_TESTO DA LEGGERE_.
* * *
Pubblicato il 3 dicembre 2010 da Giovanna D’Ignazio


Il responsabile delle risorse umane

Tratto dall’omonimo romanzo di Abraham B. Yehoushua, il film di Eran Riklis ha ottenuto importanti riconoscimenti presso l’Israel Ophir Awards e il festival di Locarno (premio del pubblico), ed è candidato per l’Oscar 2011.
In una Gerusalemme eletta a simbolo del ricco occidente (nonostante la sua dislocazione orientale) le contraddizioni della serializzata società globale emergono ancora più evidenti, ma ignorate dalla massa, indifferente tanto alla morte quanto alla vita. Una società dove pane e cadaveri sono prodotti in serie, e vita e morte si intrecciano nell’insensatezza assurda della modularità (il flusso delle notizie televisive e ogni nuovo attentato che replica il precedente). La morte (e la vita) è motivo di profonda riflessione solo quando colpisce il singolo individuo, che tenta di sfuggire alle problematiche che il lutto (in questo caso collettivo, dell’azienda) comporta. È ciò che fa il responsabile delle risorse umane di un importante panificio di Gerusalemme, quando riceve la minaccia di un imminente articolo giornalistico diffamante: un quotidiano locale intende accusare la ditta di scarsa umanità verso il personale, perché nessuno si è accorto della prolungata assenza di un’addetta alle pulizie rumena, morta in uno dei tanti attentati terroristici kamikaze. Per evitare lo scandalo, l’uomo tenta di risolvere il problema velocemente, scrivendo una lettera di scuse per la “disattenzione”, della quale però il panificio non si prende la responsabilità. Convinto di aver liquidato la questione, scopre che l’azienda dichiara di assumersi le sue responsabilità facendo ricadere la colpa su di lui. Capro espiatorio, non privo di colpe (perché nessuno lo è), l’uomo tenta inutilmente di sottrarsi al compito di restituire la salma della donna alla famiglia e pagare i funerali a nome della ditta.
* * *
_DATI ESTRATTI_.
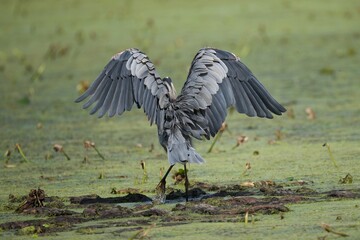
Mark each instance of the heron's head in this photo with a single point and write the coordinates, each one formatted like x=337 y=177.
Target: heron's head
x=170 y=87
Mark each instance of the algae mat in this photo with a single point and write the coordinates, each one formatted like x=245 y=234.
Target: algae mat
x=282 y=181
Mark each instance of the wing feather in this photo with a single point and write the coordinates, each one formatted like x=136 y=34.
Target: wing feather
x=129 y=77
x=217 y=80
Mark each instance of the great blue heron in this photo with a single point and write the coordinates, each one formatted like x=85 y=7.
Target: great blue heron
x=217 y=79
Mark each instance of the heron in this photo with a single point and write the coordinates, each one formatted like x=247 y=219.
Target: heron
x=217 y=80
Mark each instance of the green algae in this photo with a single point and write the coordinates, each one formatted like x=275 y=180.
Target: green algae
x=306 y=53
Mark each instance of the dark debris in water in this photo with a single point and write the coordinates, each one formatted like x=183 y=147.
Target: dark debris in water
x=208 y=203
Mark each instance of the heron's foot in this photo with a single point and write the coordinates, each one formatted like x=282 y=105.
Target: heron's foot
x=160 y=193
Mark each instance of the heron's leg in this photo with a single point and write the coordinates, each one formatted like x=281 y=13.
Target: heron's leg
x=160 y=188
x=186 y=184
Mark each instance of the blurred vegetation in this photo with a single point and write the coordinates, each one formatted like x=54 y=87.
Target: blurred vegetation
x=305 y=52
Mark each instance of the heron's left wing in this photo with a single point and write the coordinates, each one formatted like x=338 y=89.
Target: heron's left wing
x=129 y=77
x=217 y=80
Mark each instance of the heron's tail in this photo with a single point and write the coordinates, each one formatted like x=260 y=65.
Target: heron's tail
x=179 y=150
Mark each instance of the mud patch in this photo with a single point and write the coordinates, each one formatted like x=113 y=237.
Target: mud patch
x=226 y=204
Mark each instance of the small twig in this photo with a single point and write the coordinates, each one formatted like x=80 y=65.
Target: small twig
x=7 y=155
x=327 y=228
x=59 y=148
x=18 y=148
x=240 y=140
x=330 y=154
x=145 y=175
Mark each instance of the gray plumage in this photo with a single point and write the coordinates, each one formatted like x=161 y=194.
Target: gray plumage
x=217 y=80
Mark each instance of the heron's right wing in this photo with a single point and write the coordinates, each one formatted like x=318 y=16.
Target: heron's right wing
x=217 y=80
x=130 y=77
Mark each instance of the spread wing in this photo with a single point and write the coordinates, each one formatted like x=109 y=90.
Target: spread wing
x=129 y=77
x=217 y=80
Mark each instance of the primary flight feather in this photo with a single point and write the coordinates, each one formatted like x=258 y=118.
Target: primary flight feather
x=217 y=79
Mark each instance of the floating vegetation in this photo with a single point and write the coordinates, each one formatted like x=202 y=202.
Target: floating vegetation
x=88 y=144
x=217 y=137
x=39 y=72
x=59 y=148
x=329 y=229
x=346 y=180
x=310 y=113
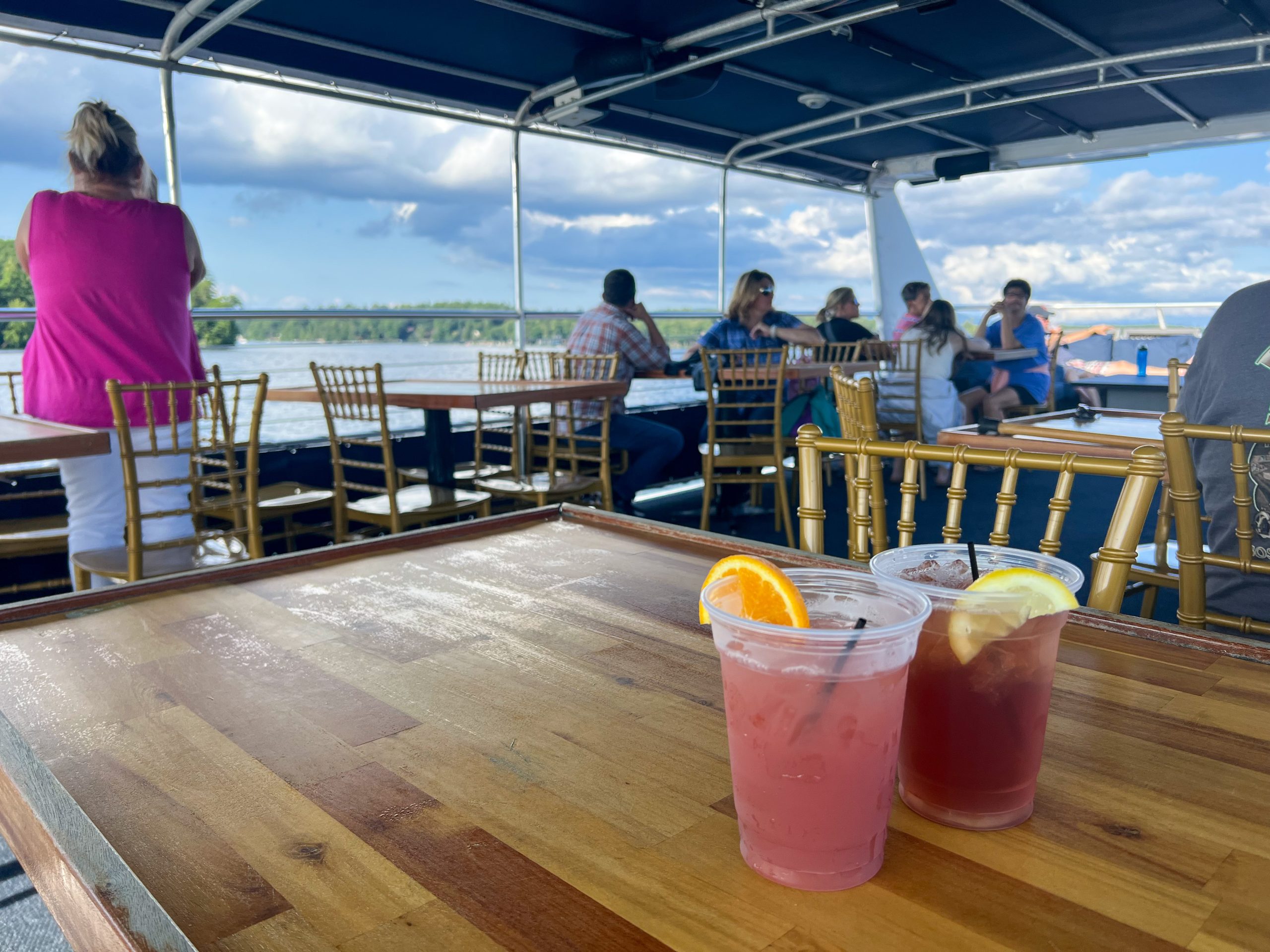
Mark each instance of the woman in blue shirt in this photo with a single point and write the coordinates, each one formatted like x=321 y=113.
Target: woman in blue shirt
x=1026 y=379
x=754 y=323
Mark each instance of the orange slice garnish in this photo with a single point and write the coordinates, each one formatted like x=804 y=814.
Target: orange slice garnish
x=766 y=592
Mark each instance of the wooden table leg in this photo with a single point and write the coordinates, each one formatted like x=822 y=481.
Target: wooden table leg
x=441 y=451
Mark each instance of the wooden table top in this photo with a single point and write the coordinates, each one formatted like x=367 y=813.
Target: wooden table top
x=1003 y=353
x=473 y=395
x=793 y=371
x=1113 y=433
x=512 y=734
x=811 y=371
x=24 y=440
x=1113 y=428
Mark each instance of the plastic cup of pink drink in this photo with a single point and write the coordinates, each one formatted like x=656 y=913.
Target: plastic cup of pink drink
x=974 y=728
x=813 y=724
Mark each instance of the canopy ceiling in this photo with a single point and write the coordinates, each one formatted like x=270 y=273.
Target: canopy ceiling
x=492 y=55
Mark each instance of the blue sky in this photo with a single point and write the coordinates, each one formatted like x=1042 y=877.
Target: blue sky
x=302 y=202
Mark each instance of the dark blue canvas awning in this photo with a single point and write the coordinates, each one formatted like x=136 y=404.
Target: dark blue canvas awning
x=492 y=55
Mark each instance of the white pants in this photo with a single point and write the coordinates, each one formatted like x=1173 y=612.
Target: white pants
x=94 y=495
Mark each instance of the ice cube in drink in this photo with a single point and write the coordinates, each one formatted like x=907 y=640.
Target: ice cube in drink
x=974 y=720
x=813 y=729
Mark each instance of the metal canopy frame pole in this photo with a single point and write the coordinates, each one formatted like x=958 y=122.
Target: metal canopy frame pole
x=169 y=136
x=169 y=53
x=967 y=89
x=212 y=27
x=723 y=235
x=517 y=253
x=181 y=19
* * *
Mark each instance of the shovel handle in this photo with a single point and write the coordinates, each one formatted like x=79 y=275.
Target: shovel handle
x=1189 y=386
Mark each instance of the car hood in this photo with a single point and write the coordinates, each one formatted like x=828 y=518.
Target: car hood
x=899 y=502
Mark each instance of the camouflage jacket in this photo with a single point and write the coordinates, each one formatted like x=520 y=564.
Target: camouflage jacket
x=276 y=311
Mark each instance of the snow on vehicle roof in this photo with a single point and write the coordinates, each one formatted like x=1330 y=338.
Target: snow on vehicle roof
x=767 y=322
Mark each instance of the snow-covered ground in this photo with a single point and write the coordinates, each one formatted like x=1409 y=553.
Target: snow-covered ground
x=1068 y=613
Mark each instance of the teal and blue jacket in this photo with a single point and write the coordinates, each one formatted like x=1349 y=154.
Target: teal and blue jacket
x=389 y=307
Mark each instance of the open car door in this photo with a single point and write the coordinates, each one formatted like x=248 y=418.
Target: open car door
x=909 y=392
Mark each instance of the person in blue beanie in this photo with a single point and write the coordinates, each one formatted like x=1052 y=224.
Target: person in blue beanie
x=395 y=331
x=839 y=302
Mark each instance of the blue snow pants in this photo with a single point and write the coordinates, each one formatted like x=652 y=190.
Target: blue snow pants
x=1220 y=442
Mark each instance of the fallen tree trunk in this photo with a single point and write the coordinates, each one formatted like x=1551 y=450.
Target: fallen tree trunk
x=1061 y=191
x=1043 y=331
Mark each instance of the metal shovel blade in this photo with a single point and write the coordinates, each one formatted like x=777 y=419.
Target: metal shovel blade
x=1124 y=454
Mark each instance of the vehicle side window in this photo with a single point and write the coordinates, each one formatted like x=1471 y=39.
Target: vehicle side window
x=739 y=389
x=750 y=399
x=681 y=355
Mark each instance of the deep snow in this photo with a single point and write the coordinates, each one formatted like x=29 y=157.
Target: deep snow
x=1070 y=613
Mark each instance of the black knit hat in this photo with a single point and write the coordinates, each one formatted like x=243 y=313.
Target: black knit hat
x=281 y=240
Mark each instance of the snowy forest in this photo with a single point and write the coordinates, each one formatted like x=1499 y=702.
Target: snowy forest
* * *
_COSA FARE_.
Copia senza modifiche il tratto della recensione del film che va da "Pubblicato il 3" a "per l’Oscar 2011.".

_SOLUZIONE_.
Pubblicato il 3 dicembre 2010 da Giovanna D’Ignazio


Il responsabile delle risorse umane

Tratto dall’omonimo romanzo di Abraham B. Yehoushua, il film di Eran Riklis ha ottenuto importanti riconoscimenti presso l’Israel Ophir Awards e il festival di Locarno (premio del pubblico), ed è candidato per l’Oscar 2011.